Written problem =
Return the records that follow, matching each one exactly.

[Start Dataset records]

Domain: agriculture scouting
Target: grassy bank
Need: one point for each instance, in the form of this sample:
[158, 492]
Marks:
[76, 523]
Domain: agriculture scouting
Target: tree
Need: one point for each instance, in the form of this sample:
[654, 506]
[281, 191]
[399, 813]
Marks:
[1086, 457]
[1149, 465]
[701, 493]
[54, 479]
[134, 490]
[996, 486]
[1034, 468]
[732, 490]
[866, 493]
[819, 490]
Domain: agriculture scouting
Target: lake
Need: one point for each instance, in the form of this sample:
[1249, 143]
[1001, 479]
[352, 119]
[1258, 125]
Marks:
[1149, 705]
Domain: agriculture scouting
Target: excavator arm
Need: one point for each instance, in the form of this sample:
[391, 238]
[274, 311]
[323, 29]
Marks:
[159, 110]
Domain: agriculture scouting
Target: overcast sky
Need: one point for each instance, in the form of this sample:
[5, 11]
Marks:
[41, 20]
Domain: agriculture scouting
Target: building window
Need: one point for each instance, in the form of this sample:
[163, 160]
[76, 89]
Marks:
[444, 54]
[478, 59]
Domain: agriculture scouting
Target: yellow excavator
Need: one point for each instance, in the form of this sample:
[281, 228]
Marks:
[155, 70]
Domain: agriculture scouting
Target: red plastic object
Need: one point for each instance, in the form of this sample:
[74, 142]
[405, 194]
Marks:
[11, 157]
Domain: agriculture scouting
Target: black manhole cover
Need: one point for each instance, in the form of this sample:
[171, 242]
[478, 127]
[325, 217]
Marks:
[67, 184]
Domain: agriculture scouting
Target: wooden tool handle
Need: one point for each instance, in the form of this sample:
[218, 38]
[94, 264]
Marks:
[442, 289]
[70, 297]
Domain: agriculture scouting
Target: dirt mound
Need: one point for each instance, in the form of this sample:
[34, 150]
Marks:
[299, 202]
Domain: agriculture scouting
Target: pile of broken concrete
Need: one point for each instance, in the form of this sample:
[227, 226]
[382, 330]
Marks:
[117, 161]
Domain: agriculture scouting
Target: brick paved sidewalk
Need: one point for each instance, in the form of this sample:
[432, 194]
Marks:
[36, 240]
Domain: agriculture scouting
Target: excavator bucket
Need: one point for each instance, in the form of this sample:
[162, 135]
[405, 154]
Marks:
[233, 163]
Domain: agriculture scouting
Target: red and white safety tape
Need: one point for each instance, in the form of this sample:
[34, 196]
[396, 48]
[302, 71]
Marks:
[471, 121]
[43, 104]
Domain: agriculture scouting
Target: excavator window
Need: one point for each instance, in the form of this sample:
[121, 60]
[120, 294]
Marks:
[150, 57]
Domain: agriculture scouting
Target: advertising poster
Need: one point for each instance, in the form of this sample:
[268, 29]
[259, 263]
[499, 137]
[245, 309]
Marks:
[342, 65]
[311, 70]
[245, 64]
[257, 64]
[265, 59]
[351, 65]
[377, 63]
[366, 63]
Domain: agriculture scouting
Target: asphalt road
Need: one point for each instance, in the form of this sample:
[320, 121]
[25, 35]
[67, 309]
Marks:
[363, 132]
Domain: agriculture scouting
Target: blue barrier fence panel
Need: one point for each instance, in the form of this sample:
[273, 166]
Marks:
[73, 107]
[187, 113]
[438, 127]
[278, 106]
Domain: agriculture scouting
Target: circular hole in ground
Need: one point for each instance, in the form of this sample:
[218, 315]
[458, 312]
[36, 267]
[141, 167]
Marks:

[End Dataset records]

Output =
Domain: agriculture scouting
Target: grassy bank
Need: one point for each instance, in the form of this sample:
[158, 492]
Marks:
[76, 523]
Domain: agriculture scouting
Target: tree
Need: one point for each instance, in the form of this sample:
[654, 506]
[281, 191]
[399, 813]
Marks:
[1086, 457]
[1149, 465]
[701, 493]
[54, 479]
[134, 490]
[996, 486]
[1034, 468]
[732, 490]
[866, 493]
[819, 490]
Domain: agriculture scouting
Target: lake
Need: one point for each instance, in the form of this sample:
[1249, 143]
[1001, 479]
[352, 119]
[1258, 125]
Marks:
[1149, 705]
Domain: agriculture scouting
Target: excavator arm
Need: one point for each instance, in the form of this sample:
[391, 238]
[274, 311]
[323, 29]
Marks:
[159, 110]
Domain: agriculture scouting
Target: overcast sky
Need: one point for each instance, in the form of this sample:
[5, 11]
Marks:
[41, 20]
Domain: agriculture scouting
Target: building window
Need: one point for each instance, in the form of this sample:
[163, 160]
[76, 89]
Marks:
[444, 54]
[478, 59]
Domain: agriculture scouting
Target: yellow excavator
Need: one point for each instance, in the form of this sample:
[281, 228]
Marks:
[155, 70]
Domain: agriculture scouting
Target: red plastic object
Need: one point for each instance, in the form of this sample:
[74, 142]
[405, 194]
Marks:
[11, 157]
Domain: agriculture scouting
Target: black manhole cover
Need: one point for each instance, in the form of this sample:
[171, 242]
[478, 127]
[325, 217]
Marks:
[67, 184]
Domain: agriculture scouting
Target: wooden tool handle
Need: one point for each instance, in the form of this sample:
[218, 38]
[94, 264]
Marks:
[442, 289]
[70, 297]
Domain: agriculture scouting
Target: dirt mound
Need: one point for each instance, in the form of this sample:
[34, 150]
Marks:
[299, 202]
Domain: agriculture scouting
Target: pile of broken concrete
Need: one point for each instance, in the form of this sample:
[227, 226]
[382, 330]
Marks:
[117, 161]
Domain: agriculture scouting
Target: brick paved sidewalk
Need: one point for each instance, in the form of this sample:
[432, 194]
Marks:
[36, 240]
Domain: agriculture scouting
Target: excavator bucket
Need: one point for each instance, in the form of this sample:
[162, 135]
[405, 154]
Marks:
[233, 163]
Domain: agriculture scouting
Target: red and white safety tape
Need: one point for each instance, in the form of this sample:
[34, 196]
[396, 48]
[302, 71]
Marks:
[471, 121]
[43, 104]
Domain: agriculture scouting
Target: excavator window
Need: one point for each instance, in the form of this sample:
[121, 60]
[120, 294]
Marks:
[150, 57]
Domain: agriculture scouting
Target: advertising poster
Need: one point for each instance, in the form of this sample:
[268, 29]
[259, 263]
[499, 137]
[245, 309]
Marks:
[342, 65]
[311, 70]
[245, 64]
[257, 64]
[265, 59]
[351, 65]
[377, 63]
[366, 63]
Domain: agriculture scouting
Target: asphalt road
Need: one point for each instance, in the form of this sample:
[320, 121]
[25, 35]
[67, 309]
Marks:
[363, 132]
Domain: agriculture scouting
Target: blue barrier fence panel
Need: one point for each instance, in the form of this sample:
[273, 166]
Marks:
[73, 107]
[187, 113]
[438, 127]
[278, 106]
Domain: agriculture scouting
Target: circular hole in ground
Need: one point for each instance, in the form of this sample:
[218, 315]
[458, 312]
[36, 267]
[141, 167]
Marks:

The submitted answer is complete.